-------- DATA FOR THIS TASK --------

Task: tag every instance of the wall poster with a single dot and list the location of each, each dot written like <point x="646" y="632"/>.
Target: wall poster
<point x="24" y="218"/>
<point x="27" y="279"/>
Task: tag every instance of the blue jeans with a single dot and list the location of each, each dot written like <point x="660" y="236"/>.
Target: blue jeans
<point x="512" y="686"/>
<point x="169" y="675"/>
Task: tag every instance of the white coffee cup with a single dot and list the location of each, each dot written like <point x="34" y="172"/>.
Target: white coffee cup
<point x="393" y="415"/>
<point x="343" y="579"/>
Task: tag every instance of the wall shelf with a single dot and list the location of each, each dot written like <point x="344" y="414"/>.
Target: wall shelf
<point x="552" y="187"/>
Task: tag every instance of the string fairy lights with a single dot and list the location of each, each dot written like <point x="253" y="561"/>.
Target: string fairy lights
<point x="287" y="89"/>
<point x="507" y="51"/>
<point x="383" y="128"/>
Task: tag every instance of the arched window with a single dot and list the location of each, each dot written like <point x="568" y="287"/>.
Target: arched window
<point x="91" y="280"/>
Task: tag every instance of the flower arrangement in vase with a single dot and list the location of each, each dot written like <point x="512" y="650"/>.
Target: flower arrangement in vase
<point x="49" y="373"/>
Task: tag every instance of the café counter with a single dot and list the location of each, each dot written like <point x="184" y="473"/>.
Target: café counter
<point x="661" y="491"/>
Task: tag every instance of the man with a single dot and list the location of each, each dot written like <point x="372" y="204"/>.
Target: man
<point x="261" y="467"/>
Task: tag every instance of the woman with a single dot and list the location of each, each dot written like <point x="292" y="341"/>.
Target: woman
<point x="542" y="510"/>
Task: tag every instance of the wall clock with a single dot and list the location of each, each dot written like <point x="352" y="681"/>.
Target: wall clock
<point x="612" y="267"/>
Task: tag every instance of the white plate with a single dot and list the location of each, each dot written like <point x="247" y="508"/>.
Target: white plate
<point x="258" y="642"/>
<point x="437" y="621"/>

--------

* THE EXERCISE *
Please rewrite the records above with "single dot" changed to "single point" everywhere it occurs, keeping everything else the same.

* WORKED SOLUTION *
Task: tag every instance of the wall poster with a single point and list the location of each, each dot written like <point x="646" y="632"/>.
Target: wall poster
<point x="24" y="218"/>
<point x="27" y="279"/>
Task: tag every instance of the blue jeans with a single point and list the location of each, each dot written like <point x="660" y="236"/>.
Target: blue jeans
<point x="512" y="686"/>
<point x="169" y="675"/>
Task: tag every instance of the white coffee cup with a single point and list the location of each, each dot written like <point x="34" y="172"/>.
Target: white coffee cup
<point x="393" y="415"/>
<point x="343" y="579"/>
Task: tag every instance of the wall shelf with a single point and list the location of each, each dot written like <point x="344" y="414"/>.
Target: wall shelf
<point x="552" y="187"/>
Task: tag every instance of the string fairy lights with a single point and list the location of each, each dot written like <point x="253" y="561"/>.
Target: string fairy lights
<point x="287" y="89"/>
<point x="507" y="51"/>
<point x="383" y="128"/>
Task: tag every instance of the arched window with a single point and list the location of each, each dot written like <point x="568" y="287"/>.
Target: arched window
<point x="91" y="280"/>
Task: tag every instance of the flower arrangement in vase with a single point and list the location of each, each dot written like <point x="512" y="650"/>.
Target: flower arrangement in vase
<point x="49" y="373"/>
Task: tag every instance of the café counter with a single point and list the location of each, each dot written like <point x="184" y="473"/>.
Target: café counter
<point x="661" y="491"/>
Task: tag every instance of the man with a single point and list the location of each, each dot written like <point x="372" y="204"/>.
Target: man
<point x="261" y="467"/>
Task: tag every instance of the woman with a single point and list the location of each, each dot written like <point x="292" y="341"/>.
Target: woman
<point x="542" y="510"/>
Task: tag every instance of the wall clock with a single point and list the location of each, each dot written like <point x="352" y="681"/>.
Target: wall clock
<point x="612" y="267"/>
Task: tag every instance of the white plate with a single point and list the location of each, each dot written like <point x="247" y="508"/>.
Target: white plate
<point x="258" y="642"/>
<point x="437" y="621"/>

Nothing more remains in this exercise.